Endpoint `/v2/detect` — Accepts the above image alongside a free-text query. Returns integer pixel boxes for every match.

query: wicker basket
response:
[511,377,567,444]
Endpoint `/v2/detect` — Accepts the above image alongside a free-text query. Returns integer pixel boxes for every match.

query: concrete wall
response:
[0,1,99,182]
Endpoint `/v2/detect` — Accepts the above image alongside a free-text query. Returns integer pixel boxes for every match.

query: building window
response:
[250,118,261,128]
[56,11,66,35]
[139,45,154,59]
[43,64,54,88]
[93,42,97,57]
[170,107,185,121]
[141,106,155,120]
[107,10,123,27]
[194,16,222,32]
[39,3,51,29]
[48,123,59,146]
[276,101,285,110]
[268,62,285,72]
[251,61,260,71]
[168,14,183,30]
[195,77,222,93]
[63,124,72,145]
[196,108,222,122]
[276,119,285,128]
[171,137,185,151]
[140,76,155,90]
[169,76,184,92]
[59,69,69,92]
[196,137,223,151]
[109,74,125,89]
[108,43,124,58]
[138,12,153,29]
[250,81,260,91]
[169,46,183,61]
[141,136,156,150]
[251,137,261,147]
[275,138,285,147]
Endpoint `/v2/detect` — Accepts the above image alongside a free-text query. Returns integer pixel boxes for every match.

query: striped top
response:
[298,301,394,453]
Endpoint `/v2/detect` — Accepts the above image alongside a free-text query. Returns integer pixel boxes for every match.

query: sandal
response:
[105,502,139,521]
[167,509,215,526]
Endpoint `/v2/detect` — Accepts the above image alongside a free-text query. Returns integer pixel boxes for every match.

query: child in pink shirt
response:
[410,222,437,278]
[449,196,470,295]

- _THE TASK_:
Output nothing but the line containing "query: striped top" and each line after it in the entries above, exactly as written.

- _RESPONSE BELOW_:
query: striped top
response:
[298,301,394,453]
Endpoint `/v2/detect` — Accepts the above image alongside a free-text query. Returns integer pixel boxes for every match.

query: sandal
response:
[105,502,139,521]
[167,509,215,526]
Endpoint `/v2/detect` — Accepts the above image alongside a free-text query. Returns integer pixel boxes for every match.

query: child in pink shirt
response:
[410,222,437,278]
[449,196,470,295]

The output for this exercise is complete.